Passage for review:
Hopper Stone/Amazon Studios

For seven seasons, Detective Harry Bosch has lived out his motto that “everybody counts or nobody counts.” That journey is technically coming to an end with Bosch’s seventh and final season on June 25, but fans won’t have much time to miss him: IMDb is making a spinoff about Bosch’s life after leaving the LAPD that began production just days before the new season dropped. In addition to Detective Bosch (Titus Welliver), the not-yet-titled spinoff will also feature Maddie Bosch (Madison Lintz) and Honey Chandler (Mimi Rogers).

“I shudder to call it a spinoff because it’s really not; it’s just the continuing saga of Harry Bosch,” Welliver recently explained to Entertainment Weekly. “He’s in a different place, but it’s a continuation… A lot is revealed toward the end of this final season of Bosch — I do air quotes on that, ‘final season’ — which lays the foundation for where we will find these three characters as we open the new show.”

Bosch’s seventh season follows the titular homicide detective investigating the case of an arson fire that claimed five lives, including a 10-year-old girl and two mothers, one of whom is pregnant. While the Amazon series is based on author Michael Connelly’s best-selling 2014 novel, The Burning Room, the new IMDb TV show will draw from another of his works: 2016’s It’s The Wrong Side of Goodbye. “It’s one of my favorites, so I’m really glad we chose that,” Connelly, who is also a writer and executive producer on the series, recently told the Tampa Bay Times. “We also have some leftover stuff and characters from Season 7, a little bit of unfinished business.”

Required work:
A - Reproduce the stretch from "For seven seasons, Detective" through "Chandler (Mimi Rogers)." in the article about the Bosch spinoff.
B - According to the article about the Bosch spinoff, which Michael Connelly book will the new IMDb TV show draw from?
C - Write the next part of the article about the Bosch spinoff, picking up after its final sentence.

Stored data:
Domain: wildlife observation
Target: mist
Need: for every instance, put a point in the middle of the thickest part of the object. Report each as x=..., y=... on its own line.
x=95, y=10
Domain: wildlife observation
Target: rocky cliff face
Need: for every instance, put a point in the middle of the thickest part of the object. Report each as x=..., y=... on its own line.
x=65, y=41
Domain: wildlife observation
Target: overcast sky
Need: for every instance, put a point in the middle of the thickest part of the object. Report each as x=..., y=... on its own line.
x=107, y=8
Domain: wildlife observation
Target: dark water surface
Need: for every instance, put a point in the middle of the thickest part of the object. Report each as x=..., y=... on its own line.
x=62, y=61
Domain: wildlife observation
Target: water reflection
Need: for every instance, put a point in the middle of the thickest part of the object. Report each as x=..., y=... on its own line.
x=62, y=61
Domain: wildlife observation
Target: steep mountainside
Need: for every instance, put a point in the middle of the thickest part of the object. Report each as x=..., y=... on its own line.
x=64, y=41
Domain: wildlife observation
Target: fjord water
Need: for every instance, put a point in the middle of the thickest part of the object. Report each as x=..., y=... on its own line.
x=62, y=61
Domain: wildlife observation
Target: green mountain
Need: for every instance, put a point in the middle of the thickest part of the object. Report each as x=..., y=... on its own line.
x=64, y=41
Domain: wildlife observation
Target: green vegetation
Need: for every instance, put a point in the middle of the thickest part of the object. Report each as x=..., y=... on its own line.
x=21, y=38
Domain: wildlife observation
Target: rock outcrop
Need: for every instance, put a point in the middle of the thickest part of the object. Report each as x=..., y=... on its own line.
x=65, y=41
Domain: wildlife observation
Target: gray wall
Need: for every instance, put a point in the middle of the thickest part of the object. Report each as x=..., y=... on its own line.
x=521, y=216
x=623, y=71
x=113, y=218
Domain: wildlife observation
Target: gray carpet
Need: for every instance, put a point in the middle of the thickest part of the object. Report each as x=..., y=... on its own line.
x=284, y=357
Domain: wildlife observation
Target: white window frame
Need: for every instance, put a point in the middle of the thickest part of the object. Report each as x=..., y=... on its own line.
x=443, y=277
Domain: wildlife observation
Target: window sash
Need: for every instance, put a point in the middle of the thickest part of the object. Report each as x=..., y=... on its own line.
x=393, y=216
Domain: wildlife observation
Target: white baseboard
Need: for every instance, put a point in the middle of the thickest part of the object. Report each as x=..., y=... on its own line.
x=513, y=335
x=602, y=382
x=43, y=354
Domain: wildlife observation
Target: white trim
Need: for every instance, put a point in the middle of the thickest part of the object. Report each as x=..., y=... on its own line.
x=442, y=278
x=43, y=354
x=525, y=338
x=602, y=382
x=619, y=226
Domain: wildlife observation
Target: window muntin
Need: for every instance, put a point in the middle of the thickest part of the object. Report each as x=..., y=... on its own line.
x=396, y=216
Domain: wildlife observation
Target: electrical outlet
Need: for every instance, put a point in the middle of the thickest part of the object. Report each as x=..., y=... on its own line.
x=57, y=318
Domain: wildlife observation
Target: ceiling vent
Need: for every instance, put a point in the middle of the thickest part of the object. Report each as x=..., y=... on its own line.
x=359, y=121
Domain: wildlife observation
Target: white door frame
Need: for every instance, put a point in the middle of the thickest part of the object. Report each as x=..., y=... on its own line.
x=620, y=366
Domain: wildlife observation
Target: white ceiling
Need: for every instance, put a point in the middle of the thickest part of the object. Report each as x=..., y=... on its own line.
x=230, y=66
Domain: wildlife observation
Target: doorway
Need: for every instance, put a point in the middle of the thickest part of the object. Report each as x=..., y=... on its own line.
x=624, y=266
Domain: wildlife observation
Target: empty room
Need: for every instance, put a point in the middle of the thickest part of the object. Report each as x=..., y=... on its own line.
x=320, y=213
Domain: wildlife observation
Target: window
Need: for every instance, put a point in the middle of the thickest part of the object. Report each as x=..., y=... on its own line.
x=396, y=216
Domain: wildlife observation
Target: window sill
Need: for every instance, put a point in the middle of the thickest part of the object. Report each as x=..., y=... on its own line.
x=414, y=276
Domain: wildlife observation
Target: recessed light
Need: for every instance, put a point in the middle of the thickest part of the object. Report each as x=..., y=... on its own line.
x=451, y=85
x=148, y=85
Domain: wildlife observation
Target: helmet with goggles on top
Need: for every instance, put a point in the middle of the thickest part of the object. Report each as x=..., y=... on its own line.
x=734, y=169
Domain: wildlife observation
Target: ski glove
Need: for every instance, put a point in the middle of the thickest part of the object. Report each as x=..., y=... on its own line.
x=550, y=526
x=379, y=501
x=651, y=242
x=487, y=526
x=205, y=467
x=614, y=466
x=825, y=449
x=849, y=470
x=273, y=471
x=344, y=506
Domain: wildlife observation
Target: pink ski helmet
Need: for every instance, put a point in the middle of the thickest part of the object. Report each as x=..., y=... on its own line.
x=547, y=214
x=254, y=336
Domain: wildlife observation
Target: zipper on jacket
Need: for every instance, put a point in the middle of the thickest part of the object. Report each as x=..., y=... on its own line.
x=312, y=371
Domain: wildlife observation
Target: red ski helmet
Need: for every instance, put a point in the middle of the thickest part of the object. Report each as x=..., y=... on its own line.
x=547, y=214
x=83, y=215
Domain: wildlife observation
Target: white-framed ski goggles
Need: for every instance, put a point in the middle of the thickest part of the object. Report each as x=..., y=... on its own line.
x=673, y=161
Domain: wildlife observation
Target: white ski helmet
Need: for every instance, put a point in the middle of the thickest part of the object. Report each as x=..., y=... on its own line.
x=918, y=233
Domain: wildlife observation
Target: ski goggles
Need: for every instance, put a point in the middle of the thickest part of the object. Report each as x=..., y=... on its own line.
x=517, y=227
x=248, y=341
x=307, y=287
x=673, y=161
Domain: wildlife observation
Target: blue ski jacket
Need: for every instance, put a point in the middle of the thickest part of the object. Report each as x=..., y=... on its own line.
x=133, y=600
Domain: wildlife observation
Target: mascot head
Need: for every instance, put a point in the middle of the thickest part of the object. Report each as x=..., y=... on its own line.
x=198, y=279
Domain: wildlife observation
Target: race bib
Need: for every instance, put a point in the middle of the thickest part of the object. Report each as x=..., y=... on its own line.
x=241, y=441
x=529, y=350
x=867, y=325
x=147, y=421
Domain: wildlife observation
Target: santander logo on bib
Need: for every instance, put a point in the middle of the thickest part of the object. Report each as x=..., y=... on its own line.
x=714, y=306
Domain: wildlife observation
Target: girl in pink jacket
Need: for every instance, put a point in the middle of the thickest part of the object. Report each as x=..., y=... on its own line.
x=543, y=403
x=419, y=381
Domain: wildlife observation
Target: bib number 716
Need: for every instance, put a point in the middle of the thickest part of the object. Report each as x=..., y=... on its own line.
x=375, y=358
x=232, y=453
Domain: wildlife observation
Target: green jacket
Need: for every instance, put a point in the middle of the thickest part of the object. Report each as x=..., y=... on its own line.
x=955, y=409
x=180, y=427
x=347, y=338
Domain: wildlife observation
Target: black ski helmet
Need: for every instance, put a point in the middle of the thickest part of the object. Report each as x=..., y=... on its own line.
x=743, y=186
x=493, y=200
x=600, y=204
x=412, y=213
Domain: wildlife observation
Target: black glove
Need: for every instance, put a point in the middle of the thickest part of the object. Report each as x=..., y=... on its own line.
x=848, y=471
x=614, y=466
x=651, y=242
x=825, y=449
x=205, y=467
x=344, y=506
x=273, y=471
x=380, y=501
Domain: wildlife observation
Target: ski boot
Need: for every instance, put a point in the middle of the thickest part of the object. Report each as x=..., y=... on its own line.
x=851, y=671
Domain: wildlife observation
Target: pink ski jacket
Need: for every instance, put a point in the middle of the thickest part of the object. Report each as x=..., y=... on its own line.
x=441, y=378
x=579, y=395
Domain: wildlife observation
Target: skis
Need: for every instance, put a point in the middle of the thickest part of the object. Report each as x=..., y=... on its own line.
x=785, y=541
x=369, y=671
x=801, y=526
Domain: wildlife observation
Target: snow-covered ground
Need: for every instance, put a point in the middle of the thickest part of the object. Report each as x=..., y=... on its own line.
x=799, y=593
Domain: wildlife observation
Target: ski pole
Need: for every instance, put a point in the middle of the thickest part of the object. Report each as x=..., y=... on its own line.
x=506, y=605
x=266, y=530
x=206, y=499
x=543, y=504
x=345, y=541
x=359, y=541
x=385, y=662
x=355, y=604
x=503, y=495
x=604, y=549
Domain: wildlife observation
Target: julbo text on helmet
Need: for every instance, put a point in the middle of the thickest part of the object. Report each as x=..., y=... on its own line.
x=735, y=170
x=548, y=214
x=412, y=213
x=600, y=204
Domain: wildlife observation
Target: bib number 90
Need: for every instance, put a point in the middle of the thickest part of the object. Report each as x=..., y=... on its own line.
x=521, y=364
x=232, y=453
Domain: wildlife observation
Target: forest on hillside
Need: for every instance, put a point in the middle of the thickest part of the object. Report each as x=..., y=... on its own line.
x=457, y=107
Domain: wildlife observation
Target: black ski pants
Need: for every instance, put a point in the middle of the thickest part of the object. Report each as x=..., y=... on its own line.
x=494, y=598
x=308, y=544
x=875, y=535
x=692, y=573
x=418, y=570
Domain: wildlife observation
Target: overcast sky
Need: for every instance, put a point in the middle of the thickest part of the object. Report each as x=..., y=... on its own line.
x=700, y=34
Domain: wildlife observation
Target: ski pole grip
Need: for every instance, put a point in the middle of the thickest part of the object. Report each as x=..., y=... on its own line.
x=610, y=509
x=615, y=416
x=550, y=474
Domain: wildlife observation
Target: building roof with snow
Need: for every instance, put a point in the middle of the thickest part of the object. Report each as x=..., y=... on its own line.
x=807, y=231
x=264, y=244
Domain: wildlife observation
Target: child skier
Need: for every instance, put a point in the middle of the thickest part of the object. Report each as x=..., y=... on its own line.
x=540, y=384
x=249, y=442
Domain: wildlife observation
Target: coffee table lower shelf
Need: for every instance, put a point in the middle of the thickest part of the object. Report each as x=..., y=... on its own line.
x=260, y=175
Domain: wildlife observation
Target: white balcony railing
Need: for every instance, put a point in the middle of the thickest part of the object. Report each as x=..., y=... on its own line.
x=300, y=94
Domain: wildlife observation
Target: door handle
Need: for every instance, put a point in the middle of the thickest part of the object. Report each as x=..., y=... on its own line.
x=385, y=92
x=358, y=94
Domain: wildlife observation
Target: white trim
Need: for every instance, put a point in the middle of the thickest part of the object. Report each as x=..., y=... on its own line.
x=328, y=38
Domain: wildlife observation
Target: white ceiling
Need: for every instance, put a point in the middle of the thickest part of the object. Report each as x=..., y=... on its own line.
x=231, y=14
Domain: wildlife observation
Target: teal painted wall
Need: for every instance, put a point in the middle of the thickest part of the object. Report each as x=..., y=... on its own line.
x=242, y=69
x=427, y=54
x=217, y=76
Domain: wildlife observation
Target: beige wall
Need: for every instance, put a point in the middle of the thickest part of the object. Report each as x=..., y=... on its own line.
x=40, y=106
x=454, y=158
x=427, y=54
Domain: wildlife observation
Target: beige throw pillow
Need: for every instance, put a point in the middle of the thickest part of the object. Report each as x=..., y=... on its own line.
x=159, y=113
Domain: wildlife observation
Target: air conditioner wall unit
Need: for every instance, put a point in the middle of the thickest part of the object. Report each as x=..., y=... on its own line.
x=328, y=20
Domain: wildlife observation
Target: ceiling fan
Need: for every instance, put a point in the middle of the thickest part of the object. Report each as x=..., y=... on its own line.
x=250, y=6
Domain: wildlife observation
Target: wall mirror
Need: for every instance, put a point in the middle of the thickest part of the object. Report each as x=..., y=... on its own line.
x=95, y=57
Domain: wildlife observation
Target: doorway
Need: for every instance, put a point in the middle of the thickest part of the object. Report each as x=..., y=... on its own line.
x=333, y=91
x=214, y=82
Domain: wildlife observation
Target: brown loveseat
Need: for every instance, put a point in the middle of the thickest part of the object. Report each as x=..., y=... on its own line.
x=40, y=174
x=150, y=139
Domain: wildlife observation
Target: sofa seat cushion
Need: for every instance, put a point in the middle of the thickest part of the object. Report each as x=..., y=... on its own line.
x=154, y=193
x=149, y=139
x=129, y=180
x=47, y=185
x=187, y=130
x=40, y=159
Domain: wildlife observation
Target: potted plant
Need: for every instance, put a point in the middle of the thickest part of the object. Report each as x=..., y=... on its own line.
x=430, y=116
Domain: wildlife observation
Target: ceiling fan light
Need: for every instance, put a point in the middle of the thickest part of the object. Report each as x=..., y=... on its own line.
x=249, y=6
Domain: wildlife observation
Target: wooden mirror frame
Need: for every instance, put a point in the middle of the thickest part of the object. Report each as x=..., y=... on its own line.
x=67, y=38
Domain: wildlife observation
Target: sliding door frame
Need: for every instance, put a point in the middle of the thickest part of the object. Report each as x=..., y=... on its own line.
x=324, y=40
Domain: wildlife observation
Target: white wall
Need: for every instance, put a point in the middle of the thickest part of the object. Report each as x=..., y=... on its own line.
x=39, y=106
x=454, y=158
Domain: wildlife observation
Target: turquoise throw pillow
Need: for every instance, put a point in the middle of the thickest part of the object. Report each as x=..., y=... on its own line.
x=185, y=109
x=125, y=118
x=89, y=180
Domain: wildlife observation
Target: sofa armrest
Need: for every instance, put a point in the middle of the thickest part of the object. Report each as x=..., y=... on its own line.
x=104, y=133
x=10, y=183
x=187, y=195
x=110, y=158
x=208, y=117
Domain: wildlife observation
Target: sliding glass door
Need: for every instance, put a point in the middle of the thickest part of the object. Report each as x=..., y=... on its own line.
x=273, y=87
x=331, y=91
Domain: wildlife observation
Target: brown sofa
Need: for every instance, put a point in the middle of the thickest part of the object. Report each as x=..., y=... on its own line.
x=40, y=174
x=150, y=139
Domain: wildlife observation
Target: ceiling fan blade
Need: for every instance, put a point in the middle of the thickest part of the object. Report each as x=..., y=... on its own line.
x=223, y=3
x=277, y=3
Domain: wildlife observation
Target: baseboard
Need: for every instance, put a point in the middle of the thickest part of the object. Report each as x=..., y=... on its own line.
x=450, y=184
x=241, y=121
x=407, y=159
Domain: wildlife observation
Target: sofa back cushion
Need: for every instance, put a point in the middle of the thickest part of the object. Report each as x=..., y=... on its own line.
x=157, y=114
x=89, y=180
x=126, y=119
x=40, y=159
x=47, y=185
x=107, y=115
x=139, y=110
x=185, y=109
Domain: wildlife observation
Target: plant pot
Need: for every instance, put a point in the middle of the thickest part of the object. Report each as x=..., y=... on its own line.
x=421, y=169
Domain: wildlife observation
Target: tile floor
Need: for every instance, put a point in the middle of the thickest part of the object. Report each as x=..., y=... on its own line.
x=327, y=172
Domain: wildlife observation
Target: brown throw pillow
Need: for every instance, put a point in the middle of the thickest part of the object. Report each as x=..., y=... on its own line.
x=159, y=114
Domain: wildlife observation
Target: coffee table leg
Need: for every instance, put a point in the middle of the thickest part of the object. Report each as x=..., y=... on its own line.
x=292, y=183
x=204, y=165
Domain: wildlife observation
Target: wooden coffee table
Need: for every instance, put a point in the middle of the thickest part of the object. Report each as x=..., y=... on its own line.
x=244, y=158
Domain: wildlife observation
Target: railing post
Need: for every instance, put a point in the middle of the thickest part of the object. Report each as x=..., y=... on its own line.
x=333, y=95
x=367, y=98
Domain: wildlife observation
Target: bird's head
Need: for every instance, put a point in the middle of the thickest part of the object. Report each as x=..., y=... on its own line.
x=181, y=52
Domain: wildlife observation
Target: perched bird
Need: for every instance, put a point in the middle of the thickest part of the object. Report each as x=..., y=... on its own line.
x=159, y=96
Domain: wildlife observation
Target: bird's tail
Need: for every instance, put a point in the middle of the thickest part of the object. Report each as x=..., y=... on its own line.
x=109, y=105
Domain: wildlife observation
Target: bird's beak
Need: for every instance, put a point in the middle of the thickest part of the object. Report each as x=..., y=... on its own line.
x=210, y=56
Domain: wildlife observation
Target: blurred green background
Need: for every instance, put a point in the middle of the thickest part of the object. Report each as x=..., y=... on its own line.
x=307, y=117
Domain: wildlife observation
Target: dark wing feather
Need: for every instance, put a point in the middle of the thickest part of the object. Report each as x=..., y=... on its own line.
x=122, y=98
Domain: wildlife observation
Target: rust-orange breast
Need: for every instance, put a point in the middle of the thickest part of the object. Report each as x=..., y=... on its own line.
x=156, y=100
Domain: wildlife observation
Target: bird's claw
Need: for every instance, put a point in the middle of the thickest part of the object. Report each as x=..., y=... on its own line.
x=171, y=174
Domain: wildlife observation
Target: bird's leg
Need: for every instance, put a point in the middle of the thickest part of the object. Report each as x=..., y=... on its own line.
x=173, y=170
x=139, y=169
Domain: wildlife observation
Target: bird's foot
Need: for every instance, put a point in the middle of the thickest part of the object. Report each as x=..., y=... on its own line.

Answers to each task:
A -
For seven seasons, Detective Harry Bosch has lived out his motto that “everybody counts or nobody counts.” That journey is technically coming to an end with Bosch’s seventh and final season on June 25, but fans won’t have much time to miss him: IMDb is making a spinoff about Bosch’s life after leaving the LAPD that began production just days before the new season dropped. In addition to Detective Bosch (Titus Welliver), the not-yet-titled spinoff will also feature Maddie Bosch (Madison Lintz) and Honey Chandler (Mimi Rogers).

B - It’s The Wrong Side of Goodbye, from 2016.

C -
Noting that he’s thinking of using the title Bosch PI, Connelly added that the upcoming series is “basically the same machine that’s made seven seasons of Bosch.” This time around, however, the IMDb TV version will include a small time jump to keep the plot current. “The last season [of Bosch] starts Jan. 1 of 2020. That was pre-COVID, pre-George Floyd. There were a lot of changes in the LAPD,” he said. “Now we’re jumping forward 18 months, not post any of that but on the other side of that. So we’re able to bring all that into the storytelling.”

As for the possibility that more Bosch alums will reprise their roles for the show, Connelly teased: “We hope we’ll have like cameos and stuff. Nothing I can tell you that’s rock-solid but I’d hate to do a show and not have Crate and Barrel show up.”